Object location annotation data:
++++++++++++++++++++
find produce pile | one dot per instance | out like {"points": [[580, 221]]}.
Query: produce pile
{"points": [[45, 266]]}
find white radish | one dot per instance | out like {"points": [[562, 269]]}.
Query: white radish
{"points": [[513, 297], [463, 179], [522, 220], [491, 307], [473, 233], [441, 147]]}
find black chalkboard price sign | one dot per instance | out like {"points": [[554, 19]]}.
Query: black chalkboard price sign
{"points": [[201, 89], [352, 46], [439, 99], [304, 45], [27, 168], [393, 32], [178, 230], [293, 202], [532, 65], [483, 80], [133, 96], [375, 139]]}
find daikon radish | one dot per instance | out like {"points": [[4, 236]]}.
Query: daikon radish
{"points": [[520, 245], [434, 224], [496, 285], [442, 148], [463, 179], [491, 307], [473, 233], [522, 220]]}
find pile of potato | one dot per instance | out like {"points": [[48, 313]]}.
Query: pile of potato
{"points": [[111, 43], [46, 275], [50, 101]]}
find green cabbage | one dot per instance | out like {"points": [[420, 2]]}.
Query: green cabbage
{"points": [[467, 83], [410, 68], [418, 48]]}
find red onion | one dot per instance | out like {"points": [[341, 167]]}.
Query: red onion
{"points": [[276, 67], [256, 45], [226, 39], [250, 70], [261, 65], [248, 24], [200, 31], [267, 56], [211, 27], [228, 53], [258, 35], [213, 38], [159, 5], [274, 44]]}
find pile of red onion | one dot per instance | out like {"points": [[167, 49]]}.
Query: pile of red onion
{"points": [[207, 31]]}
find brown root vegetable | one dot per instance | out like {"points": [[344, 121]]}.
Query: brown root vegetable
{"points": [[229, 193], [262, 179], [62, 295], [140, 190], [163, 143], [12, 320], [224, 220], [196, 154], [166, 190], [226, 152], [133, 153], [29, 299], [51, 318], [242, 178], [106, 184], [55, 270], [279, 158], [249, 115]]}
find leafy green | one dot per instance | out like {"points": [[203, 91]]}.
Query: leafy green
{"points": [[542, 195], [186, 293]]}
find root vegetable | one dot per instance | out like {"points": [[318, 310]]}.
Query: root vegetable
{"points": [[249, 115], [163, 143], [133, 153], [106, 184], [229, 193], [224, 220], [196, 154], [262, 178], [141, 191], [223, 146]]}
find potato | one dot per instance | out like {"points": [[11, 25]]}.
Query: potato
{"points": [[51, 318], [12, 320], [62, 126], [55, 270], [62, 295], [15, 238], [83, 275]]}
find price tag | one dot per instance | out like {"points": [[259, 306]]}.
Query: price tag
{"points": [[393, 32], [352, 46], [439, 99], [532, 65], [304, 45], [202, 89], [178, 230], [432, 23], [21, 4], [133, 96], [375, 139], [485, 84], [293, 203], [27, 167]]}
++++++++++++++++++++
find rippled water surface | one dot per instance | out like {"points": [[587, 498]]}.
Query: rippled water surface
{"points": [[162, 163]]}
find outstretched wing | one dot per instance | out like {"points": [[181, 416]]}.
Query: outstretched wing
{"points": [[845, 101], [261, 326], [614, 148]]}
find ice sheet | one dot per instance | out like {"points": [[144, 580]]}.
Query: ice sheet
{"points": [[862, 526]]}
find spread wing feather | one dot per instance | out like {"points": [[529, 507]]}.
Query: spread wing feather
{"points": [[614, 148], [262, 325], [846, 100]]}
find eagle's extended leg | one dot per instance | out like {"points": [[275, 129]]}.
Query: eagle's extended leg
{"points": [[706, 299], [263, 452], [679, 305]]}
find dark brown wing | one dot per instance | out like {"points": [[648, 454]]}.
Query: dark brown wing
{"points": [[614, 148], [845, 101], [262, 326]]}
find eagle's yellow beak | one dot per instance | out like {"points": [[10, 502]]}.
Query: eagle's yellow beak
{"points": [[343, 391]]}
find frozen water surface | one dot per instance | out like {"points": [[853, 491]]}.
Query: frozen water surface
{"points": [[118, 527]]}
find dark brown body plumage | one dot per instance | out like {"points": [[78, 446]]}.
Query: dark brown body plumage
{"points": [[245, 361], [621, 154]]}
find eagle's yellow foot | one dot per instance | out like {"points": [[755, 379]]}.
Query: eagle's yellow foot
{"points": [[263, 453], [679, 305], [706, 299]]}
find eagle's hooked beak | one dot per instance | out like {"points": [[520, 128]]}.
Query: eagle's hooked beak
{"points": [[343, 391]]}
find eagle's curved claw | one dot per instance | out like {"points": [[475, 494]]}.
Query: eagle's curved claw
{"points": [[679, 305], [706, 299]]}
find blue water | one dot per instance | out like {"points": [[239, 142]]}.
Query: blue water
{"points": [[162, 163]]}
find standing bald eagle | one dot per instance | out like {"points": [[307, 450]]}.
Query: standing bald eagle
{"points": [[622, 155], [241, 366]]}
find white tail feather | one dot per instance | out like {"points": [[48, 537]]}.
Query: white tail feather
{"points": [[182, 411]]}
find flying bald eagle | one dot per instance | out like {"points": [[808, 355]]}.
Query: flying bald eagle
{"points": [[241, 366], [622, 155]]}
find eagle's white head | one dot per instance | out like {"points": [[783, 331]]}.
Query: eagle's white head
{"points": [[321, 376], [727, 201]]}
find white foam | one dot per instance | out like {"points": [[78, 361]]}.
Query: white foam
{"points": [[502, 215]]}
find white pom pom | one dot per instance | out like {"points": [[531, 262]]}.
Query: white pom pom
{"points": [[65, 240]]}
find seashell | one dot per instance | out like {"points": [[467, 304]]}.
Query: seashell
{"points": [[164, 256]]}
++++++++++++++++++++
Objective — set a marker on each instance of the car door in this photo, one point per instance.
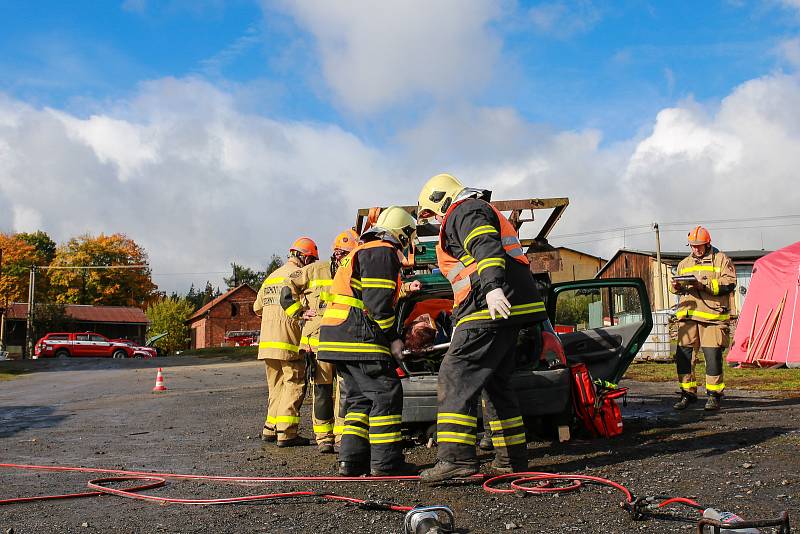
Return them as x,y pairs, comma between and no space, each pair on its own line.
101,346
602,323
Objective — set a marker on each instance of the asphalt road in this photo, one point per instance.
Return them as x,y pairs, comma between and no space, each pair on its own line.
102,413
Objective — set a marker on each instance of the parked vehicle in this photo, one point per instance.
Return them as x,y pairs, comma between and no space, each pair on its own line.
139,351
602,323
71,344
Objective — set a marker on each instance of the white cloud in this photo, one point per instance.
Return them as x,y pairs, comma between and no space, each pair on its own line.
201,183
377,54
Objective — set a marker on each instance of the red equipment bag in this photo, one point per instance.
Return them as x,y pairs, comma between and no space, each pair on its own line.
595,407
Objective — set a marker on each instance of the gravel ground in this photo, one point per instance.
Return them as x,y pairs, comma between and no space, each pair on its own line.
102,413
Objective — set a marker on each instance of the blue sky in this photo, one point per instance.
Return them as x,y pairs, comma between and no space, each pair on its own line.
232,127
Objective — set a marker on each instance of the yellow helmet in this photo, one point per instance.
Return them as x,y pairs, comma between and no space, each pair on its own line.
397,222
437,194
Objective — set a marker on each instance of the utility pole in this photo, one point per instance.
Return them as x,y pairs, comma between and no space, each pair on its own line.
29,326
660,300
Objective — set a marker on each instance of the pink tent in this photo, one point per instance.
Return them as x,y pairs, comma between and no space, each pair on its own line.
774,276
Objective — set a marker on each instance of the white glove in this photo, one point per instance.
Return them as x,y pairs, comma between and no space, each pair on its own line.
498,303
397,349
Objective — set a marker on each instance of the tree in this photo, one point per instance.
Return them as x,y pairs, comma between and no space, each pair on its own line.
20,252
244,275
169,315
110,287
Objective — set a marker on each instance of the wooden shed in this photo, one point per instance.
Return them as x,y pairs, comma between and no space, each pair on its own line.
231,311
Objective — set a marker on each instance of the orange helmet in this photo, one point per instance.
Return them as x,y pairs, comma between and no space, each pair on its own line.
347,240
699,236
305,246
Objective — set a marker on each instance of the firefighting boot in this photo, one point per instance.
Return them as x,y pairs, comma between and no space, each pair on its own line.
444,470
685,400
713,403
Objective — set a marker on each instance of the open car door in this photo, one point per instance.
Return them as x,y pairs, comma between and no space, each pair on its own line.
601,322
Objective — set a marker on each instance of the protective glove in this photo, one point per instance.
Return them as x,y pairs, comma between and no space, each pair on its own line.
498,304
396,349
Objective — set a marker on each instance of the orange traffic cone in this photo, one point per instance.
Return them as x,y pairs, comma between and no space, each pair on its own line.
++++++++++++++++++++
Locate each line in the items above that contains the string "extended", and copy every such line in full.

EXERCISE OUTPUT:
find eagle's extended leg | one dot per instance | out like {"points": [[275, 129]]}.
Query: eagle's extended leg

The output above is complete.